— Begin SUPPLIED MATERIAL —

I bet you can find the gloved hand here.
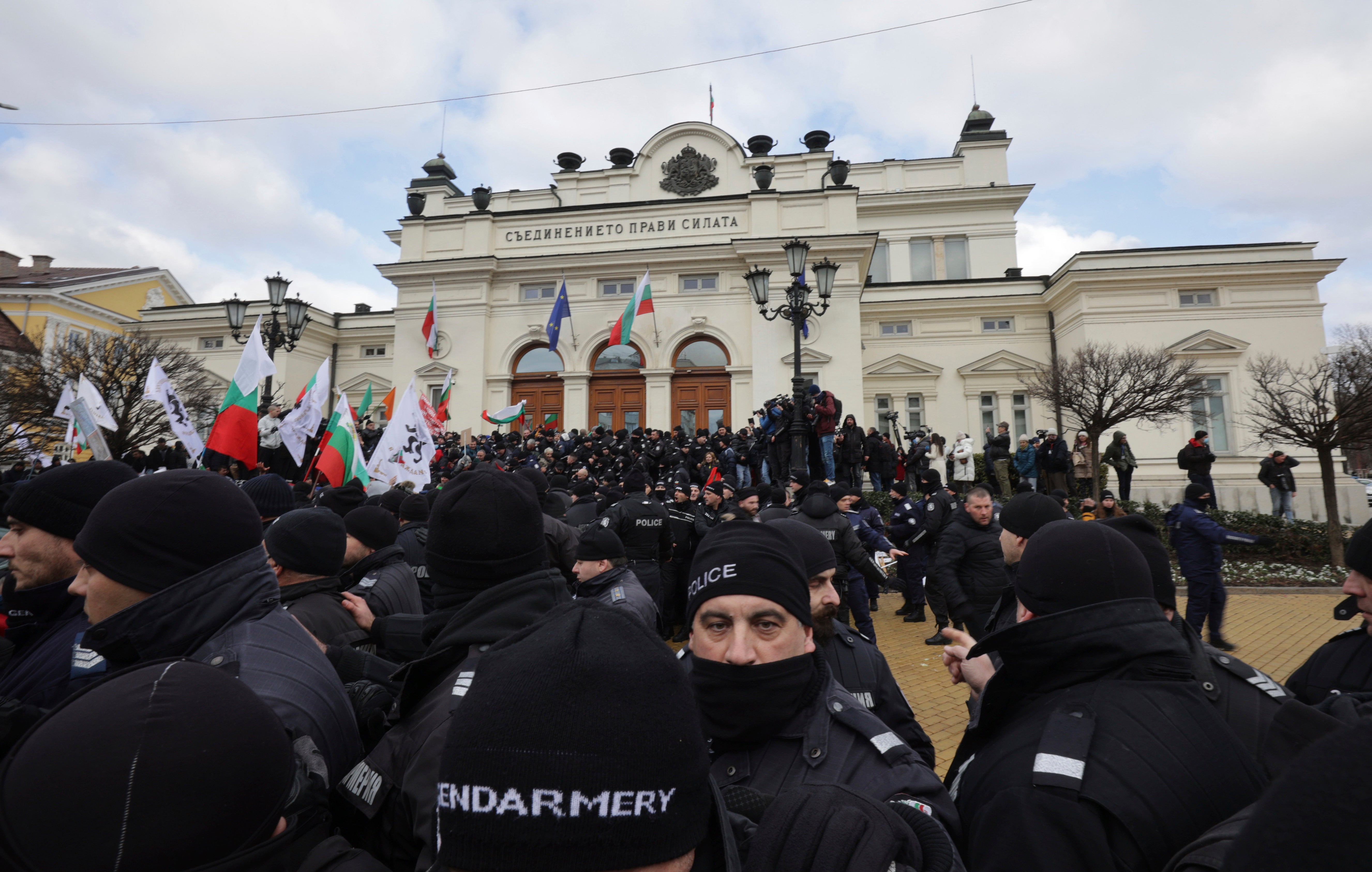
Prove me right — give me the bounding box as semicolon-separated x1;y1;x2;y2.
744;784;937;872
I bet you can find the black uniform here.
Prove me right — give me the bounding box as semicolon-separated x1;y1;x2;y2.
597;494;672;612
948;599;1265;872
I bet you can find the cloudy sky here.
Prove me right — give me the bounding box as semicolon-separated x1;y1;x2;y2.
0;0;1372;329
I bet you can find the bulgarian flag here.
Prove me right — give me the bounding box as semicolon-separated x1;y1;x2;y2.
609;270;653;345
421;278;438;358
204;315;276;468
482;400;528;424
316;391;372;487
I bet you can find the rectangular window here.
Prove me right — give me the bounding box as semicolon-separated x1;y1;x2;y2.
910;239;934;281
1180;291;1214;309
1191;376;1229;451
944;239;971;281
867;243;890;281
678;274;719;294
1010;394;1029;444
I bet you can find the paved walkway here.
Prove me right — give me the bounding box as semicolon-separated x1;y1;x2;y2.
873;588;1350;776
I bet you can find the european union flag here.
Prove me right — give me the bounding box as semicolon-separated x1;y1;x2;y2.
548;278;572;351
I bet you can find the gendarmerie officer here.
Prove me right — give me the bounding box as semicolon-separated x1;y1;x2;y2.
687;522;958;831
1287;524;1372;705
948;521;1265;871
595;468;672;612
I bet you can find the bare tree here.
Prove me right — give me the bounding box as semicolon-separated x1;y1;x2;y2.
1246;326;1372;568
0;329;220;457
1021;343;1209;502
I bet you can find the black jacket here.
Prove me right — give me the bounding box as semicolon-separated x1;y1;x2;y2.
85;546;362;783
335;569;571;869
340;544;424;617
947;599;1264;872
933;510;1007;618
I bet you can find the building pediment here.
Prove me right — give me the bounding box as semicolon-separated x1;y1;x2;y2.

— End SUPPLIED MATERIAL —

• DESCRIPTION OF THE TASK: Reproduce the lines above verbatim, leaving out the pictures.

• SOLUTION TO THIS EXERCISE:
I bet you can find the gloved hand here.
Prove me right — give me the bounding box as semicolon-separated x1;y1;x2;y2.
744;784;937;872
I bet you can find the black uniform here.
Prove me right — give me the bounding box as semicolon-separated x1;y1;x2;y2.
597;494;672;612
948;599;1265;872
I bet you can find the cloudy sky here.
Prove me right — give me the bounding box as semicolon-separated x1;y1;x2;y2.
0;0;1372;329
I bet you can find the bulgarian flag here.
Prove me right — give me the bounding box as semicolon-separated x1;y1;x2;y2.
609;270;653;345
421;278;438;358
204;315;276;468
482;400;528;424
316;391;372;487
I bet you can find the rectangular window here.
Prove me right — give me the bounding box as semicolon-separated x1;y1;x2;y2.
910;239;934;281
1180;291;1214;309
1191;376;1229;451
944;239;971;281
867;243;890;281
678;274;719;294
1010;394;1029;444
I bet you can find the paved walkway here.
Prove me right — give me the bounding box as semicolon-separated x1;y1;x2;y2.
873;588;1350;776
I bet you can find the european union flag here.
Prove me right — give me the bounding box as semicolon-separated x1;y1;x2;y2.
548;278;572;351
I bet you can find the gendarmerie officer here.
Prove me right — give me the bounding box as semicolon-separated x1;y1;x2;y2.
687;522;958;831
1287;524;1372;705
948;521;1265;871
595;468;672;612
I bet you can find the bare tree here.
Prove me right — give me the bounding box as semicolon-separated x1;y1;x2;y2.
1246;326;1372;568
0;329;220;457
1021;343;1209;502
I bet you can find the black jacket here.
Prove me right — give me the bounding box as semicolon-separated x1;y1;x2;y2.
85;546;362;783
335;569;571;869
340;544;424;617
947;599;1264;872
933;510;1007;618
I bet you can find the building pediment here.
Prove me right — give me the bounding box as semicolon-separated x1;y1;x2;y2.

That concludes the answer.